> _To do_
a – Rewrite the passage of the Emy von Stetten biography below, starting with "During the National" and going on through "first edition (1940).", with "special permits" changed to "temporary permits".
b – Answer these questions from the Emy von Stetten biography below:
(i) Who founded the Königsberg Symphony Orchestra?
(ii) To whom was she married until her divorce in 1948?
(iii) In which edition of the Lexikon der Juden in der Musik did her name first appear?

> _Document section_
Emy Freifrau von Stetten (6 April 1898 – 22 February 1980) was a German oratorio, opera and Lied soprano and music teacher at the Frankfurt University of Music and Performing Arts.

Life 
Born  in Königsberg, Emilie Brode was a daughter of Ellida Wittich and Max Brode, the founder and conductor of the Königsberg Symphony Orchestra. Until her divorce in 1948, she was married  to the Austrian painter Norbert von Stetten. The marriage produced two daughters, Ellida (1919-2008) and Brigitte (b. 1920).

During the National Socialist era, she was banned from performing as a "half-Jew", although she emphasised her own National Socialist sentiments and her husband's party membership, and was only given special permits to work as a music teacher. In Herbert Gerigk's and Theophil Stengel's Lexikon der Juden in der Musik her name already appeared in the first edition (1940).

> _Given information_
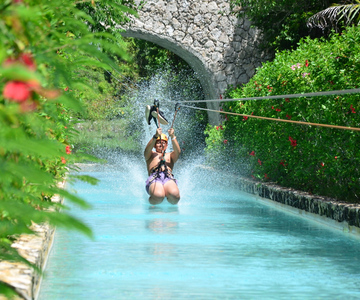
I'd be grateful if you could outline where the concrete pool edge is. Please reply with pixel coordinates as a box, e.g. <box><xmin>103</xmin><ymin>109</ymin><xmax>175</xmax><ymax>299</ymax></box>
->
<box><xmin>233</xmin><ymin>177</ymin><xmax>360</xmax><ymax>237</ymax></box>
<box><xmin>0</xmin><ymin>182</ymin><xmax>65</xmax><ymax>300</ymax></box>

> _Complete answers_
a –
During the National Socialist era, she was banned from performing as a "half-Jew", although she emphasised her own National Socialist sentiments and her husband's party membership, and was only given temporary permits to work as a music teacher. In Herbert Gerigk's and Theophil Stengel's Lexikon der Juden in der Musik her name already appeared in the first edition (1940).

b –
(i) Max Brode
(ii) The Austrian painter Norbert von Stetten
(iii) The first edition (1940)